Then there's that nagging, that self-doubt if you will, that devil on your shoulder that creeps in every now and then and makes you question your own 'glass half full' mentality.

What is it that leads us to believe there is always something better out there? A different outcome to the current situation? Slight tweaks on behavior and/or action that could change the entire outcome? And why even allow our thought process to go there when right in front of us is most of what we wish for and what we want?

Ah the secret rantings of a sometimes over-analytical mind. Thank goodness I get the 'half glass full' ideology and more importantly SEE it before I see the other, lesser half.

Saturday, September 10, 2011

Odd circumstance

Ola! Comos este?? (can't figure out how to get those upside down!)

So it's Friday. I'm at home. And relatively sober. I am on call you know! Still, an odd set of circumstance for me for a Friday. It's my first on call night in at least - um - let's say 6 - 8 years. I guess I've grown in responsibility because I remember one on call night with coworkers sucking back free tequila with the Local Pub bartender, riding with half my body out the moon roof and then some - what should have been awkward, but we were too drunk to notice - porn watching at a coworkers. Now that's bang for your buck I tell ya! (ok, wait that didn't come out quite right...). Ah well, there were no calls so all police services 911 systems remained functional and there were no officer safety issues as a result of our shenanigans (except for maybe the drive home...)

Been stupid busy at work lately. Unfortunately just seems I'm going through the motions and that's about it. Really need to work on that spark that lights the fire of my so called career before the embers completely die out. If someone knows of a good, strong combustible substance I can use - please advise.

So, why am I here? What's my point? Don't really have one. Just bored. Funny thing is I'm sitting by the fire typing this on my phone and something has just gone wacky and my focus is up 2 paragraphs up so I have literally NO idea what I'm saying!

*DIRECTIONS FOR THIS TASK*
Quote the blog post from "What is it that" to "those upside down!)". Rely only on the blog post itself.

*EXTRACTED INFORMATION*
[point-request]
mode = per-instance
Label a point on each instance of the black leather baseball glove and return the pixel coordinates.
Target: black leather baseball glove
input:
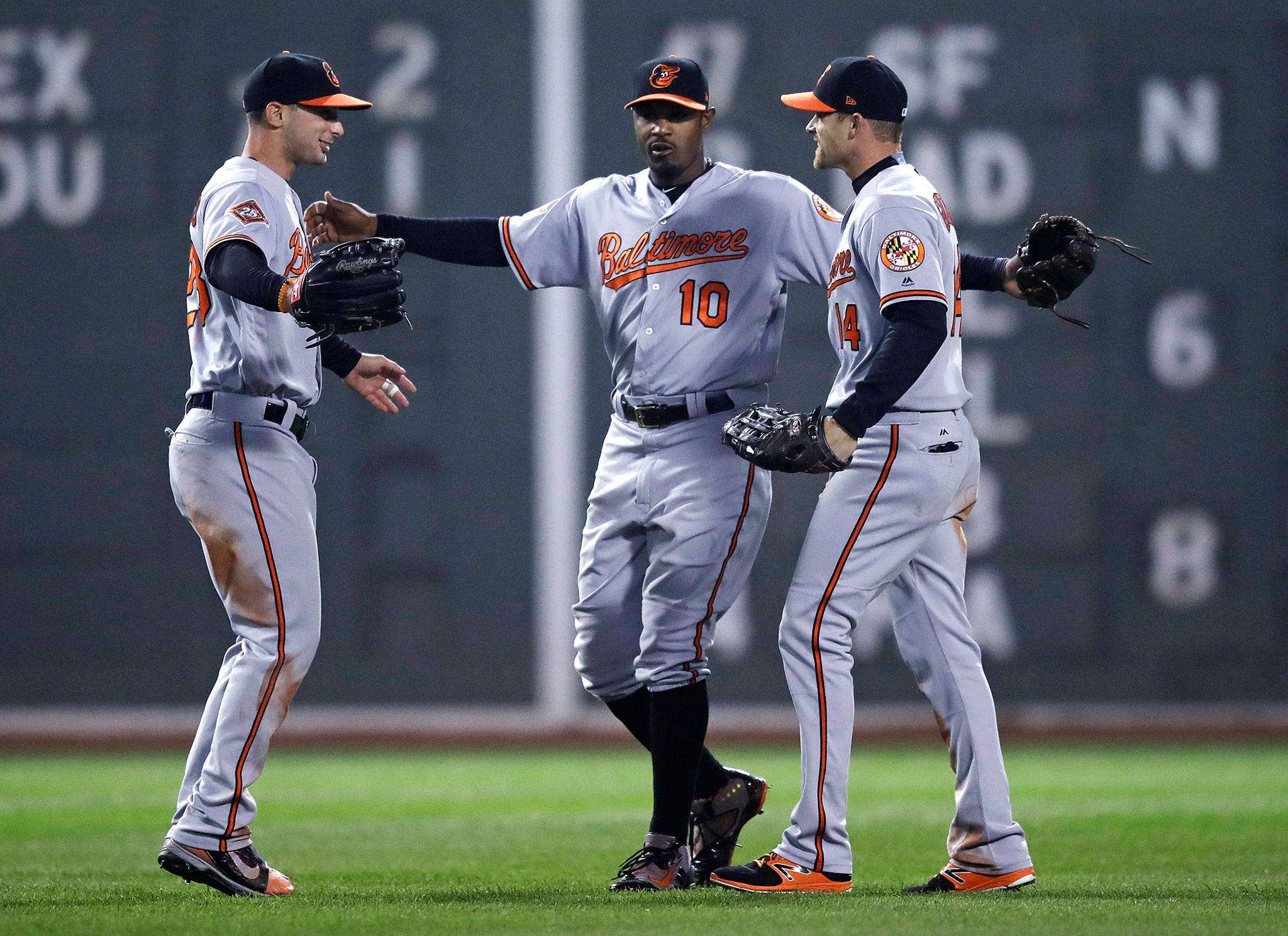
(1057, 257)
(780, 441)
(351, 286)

---

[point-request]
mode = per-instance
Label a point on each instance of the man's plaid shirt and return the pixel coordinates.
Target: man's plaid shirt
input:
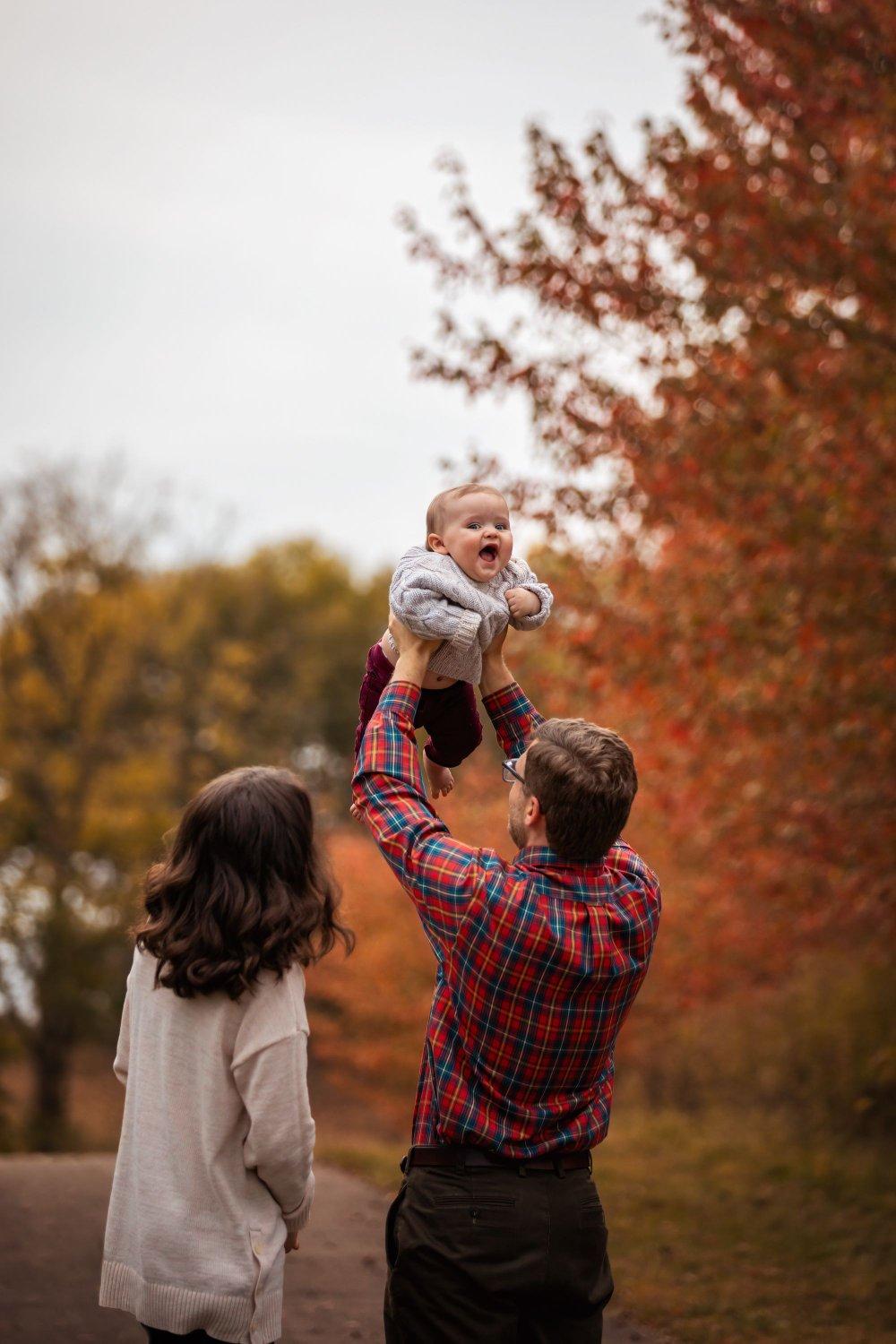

* * *

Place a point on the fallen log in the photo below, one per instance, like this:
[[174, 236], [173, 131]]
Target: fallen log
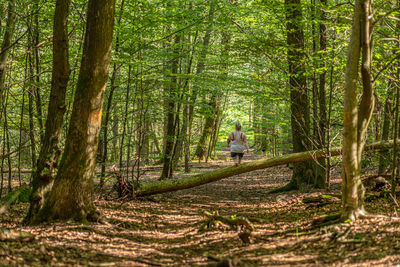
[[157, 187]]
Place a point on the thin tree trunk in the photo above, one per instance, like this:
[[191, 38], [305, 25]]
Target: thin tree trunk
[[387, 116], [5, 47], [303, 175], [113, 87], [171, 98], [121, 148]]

*TASK OUTPUT*
What is it that leads us to believe there is always something better out there? A different outcome to the current situation? Slight tweaks on behavior and/or action that could change the entire outcome? And why even allow our thought process to go there when right in front of us is most of what we wish for and what we want?

Ah the secret rantings of a sometimes over-analytical mind. Thank goodness I get the 'half glass full' ideology and more importantly SEE it before I see the other, lesser half.

Saturday, September 10, 2011

Odd circumstance

Ola! Comos este?? (can't figure out how to get those upside down!)